▶ _EXTRACT_:
-*-*-
Danon Disease

A number sign (#) is used with this entry because of evidence that Danon disease, also known as X-linked vacuolar cardiomyopathy and myopathy, is caused by mutation in the gene encoding lysosome-associated membrane protein-2 (LAMP2; 309060).

Description

Danon disease is an X-linked dominant disorder predominantly affecting cardiac muscle. Skeletal muscle involvement and mental retardation are variable features. The accumulation of glycogen in muscle and lysosomes originally led to the classification of Danon disease as a variant of glycogen storage disease II (Pompe disease; 232300) with 'normal acid maltase' or alpha-glucosidase (GAA; 606800) (Danon et al., 1981). However, Nishino et al. (2000) stated that Danon disease is not a glycogen storage disease because glycogen is not always increased.

Sugie et al. (2005) classified Danon disease as a form of autophagic vacuolar myopathy, characterized by intracytoplasmic autophagic vacuoles with sarcolemmal features. The characteristic vacuole is believed to be an autolysosome surrounded by secondarily-generated membranes containing sarcolemmal proteins, basal lamina, and acetylcholinesterase activity.

X-linked myopathy with excessive autophagy (XMEA; 310440) is a distinct disorder with similar pathologic features.

Clinical Features

Antopol et al. (1940) described 2 brothers who died in the second decade of life with heart failure. Autopsy of 1 patient showed glycogen storage disease limited to the myocardium. Mehrizi and Oppenheimer (1960) reported 2 related patients with heart failure associated with unusual deposition of glycogen in the myocardium.
-*-*-
▶ _SUPPLIED DATA_:
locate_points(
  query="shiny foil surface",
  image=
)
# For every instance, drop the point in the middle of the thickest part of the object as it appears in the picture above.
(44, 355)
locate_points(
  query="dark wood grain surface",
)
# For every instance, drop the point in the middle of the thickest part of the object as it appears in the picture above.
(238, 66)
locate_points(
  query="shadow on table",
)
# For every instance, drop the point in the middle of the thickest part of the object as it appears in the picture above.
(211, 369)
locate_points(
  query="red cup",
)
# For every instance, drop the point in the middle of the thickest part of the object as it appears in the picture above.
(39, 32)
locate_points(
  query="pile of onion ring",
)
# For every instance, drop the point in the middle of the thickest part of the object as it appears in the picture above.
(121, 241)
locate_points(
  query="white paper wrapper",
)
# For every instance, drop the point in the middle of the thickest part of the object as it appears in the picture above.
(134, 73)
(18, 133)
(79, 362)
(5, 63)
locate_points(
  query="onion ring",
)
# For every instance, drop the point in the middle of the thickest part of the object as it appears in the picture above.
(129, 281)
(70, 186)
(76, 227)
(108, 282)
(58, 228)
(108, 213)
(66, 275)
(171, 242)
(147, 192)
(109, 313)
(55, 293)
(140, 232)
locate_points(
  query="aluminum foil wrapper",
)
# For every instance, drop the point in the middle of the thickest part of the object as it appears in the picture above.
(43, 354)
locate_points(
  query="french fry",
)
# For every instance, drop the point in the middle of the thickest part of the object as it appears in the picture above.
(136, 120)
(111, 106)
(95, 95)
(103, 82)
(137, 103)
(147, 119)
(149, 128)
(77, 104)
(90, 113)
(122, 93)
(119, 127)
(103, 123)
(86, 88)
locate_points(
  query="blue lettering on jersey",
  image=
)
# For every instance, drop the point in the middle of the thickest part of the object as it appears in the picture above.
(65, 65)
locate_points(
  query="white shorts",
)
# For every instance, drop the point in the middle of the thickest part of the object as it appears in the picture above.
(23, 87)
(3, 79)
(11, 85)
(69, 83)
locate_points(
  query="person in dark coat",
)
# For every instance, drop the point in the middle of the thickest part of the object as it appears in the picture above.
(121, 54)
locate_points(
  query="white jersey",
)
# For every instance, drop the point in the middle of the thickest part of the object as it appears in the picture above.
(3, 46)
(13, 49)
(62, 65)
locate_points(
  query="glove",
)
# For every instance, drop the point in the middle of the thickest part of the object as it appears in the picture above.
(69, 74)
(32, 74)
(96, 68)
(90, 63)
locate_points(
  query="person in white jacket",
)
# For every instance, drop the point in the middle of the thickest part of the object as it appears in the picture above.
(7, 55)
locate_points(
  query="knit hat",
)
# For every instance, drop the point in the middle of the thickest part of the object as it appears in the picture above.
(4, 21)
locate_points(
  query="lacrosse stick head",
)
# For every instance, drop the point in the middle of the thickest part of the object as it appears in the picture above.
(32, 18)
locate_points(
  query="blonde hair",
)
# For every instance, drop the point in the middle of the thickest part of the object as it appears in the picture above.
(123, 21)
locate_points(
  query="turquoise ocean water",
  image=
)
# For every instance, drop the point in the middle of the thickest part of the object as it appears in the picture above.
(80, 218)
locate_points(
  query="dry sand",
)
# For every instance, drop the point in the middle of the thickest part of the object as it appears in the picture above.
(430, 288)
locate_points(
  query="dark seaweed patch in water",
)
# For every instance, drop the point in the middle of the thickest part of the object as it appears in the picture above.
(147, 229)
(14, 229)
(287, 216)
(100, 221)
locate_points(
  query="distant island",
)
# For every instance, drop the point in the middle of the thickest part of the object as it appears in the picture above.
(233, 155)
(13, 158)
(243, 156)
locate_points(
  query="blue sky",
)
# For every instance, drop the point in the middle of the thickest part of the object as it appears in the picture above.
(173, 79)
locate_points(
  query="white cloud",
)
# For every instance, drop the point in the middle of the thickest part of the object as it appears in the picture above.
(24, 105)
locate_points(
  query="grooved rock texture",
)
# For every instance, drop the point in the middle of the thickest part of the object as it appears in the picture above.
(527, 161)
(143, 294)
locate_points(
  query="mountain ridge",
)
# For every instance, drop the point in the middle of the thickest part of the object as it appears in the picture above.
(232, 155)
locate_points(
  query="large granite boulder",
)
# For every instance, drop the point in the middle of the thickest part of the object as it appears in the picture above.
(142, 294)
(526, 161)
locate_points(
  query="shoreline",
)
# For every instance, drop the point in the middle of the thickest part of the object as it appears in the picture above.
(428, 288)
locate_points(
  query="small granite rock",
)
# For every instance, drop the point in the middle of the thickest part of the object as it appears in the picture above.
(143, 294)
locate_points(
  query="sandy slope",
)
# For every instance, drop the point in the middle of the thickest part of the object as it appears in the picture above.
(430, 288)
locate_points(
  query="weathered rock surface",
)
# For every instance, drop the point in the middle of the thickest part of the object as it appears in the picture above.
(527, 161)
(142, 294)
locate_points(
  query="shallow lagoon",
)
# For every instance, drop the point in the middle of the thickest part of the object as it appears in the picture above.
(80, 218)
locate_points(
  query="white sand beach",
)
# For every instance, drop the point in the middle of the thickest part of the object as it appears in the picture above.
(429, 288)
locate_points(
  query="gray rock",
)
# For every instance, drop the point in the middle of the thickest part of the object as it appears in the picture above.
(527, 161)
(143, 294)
-*-*-
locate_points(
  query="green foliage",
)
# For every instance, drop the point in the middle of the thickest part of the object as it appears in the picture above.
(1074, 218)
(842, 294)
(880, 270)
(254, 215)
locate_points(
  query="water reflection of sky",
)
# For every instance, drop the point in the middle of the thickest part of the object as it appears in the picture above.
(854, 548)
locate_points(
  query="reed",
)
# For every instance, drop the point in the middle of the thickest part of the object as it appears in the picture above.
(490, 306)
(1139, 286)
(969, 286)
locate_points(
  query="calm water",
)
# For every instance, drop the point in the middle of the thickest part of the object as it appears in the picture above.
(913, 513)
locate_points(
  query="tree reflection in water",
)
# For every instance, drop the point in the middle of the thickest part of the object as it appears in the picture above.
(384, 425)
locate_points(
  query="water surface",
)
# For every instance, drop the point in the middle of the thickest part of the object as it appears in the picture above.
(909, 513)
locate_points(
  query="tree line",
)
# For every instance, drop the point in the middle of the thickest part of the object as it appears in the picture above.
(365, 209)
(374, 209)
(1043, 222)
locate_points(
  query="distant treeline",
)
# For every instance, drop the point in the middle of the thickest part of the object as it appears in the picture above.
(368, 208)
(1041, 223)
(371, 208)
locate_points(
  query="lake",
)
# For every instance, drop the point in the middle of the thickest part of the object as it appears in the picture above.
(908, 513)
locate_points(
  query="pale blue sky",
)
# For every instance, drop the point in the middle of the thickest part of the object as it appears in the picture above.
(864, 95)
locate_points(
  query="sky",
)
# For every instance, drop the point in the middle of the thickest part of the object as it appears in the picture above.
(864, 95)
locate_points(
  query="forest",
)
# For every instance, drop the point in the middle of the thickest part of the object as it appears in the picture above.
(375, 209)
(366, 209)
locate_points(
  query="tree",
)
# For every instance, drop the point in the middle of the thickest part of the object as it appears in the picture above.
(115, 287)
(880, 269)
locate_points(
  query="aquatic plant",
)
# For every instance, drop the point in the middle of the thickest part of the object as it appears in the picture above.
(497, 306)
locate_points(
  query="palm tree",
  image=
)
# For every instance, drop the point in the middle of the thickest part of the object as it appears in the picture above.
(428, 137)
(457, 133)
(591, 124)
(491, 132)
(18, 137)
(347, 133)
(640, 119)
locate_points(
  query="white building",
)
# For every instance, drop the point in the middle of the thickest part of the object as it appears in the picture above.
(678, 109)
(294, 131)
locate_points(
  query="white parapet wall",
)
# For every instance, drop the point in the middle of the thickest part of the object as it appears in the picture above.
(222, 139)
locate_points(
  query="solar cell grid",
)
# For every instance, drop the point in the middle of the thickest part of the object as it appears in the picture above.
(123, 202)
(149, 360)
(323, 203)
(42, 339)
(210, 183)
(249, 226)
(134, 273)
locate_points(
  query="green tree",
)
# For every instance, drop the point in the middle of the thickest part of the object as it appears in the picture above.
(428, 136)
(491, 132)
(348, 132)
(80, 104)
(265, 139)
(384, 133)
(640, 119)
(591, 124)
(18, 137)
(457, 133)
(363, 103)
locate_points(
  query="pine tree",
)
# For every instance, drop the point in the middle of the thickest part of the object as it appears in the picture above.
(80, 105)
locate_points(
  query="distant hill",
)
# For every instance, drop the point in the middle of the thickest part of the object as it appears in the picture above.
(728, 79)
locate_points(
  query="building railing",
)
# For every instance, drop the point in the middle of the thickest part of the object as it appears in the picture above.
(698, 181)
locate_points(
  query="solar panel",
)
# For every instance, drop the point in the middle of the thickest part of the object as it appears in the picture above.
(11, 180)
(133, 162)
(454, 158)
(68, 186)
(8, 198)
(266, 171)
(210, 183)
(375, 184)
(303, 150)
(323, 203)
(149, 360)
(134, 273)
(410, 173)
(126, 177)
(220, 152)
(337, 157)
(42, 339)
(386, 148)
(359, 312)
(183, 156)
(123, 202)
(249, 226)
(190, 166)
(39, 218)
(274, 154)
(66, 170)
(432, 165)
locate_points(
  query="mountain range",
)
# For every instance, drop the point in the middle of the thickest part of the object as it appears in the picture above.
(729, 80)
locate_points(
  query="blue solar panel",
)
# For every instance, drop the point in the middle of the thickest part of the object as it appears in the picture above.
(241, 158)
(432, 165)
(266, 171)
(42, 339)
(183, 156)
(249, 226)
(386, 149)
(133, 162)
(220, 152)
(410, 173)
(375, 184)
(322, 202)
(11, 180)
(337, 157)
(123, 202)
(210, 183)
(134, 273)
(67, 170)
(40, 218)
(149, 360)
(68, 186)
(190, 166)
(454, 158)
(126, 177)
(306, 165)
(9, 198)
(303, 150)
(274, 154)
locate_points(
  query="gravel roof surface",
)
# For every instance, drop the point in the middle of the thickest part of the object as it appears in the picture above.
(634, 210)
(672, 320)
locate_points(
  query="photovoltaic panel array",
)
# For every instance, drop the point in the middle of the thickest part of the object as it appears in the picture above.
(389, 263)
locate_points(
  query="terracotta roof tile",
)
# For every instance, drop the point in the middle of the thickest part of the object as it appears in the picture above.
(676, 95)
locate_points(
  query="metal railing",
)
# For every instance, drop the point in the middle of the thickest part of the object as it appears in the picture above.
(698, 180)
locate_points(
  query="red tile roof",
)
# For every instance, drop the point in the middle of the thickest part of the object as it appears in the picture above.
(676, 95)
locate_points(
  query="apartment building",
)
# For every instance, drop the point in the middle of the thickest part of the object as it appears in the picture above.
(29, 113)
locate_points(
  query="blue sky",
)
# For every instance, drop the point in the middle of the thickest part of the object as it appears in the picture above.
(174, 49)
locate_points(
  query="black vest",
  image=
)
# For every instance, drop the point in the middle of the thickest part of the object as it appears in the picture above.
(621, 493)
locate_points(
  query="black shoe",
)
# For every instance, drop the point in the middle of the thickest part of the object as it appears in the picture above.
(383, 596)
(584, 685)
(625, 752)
-*-*-
▶ _DIRECTIONS_:
1. According to the Danon disease entry, what did Sugie et al. (2005) classify the disease as?
2. Copy out, word for word, the stretch of the Danon disease entry from "Danon disease is an" through "not always increased.".

▶ _OUTPUTS IN ORDER_:
1. A form of autophagic vacuolar myopathy.

2.
Danon disease is an X-linked dominant disorder predominantly affecting cardiac muscle. Skeletal muscle involvement and mental retardation are variable features. The accumulation of glycogen in muscle and lysosomes originally led to the classification of Danon disease as a variant of glycogen storage disease II (Pompe disease; 232300) with 'normal acid maltase' or alpha-glucosidase (GAA; 606800) (Danon et al., 1981). However, Nishino et al. (2000) stated that Danon disease is not a glycogen storage disease because glycogen is not always increased.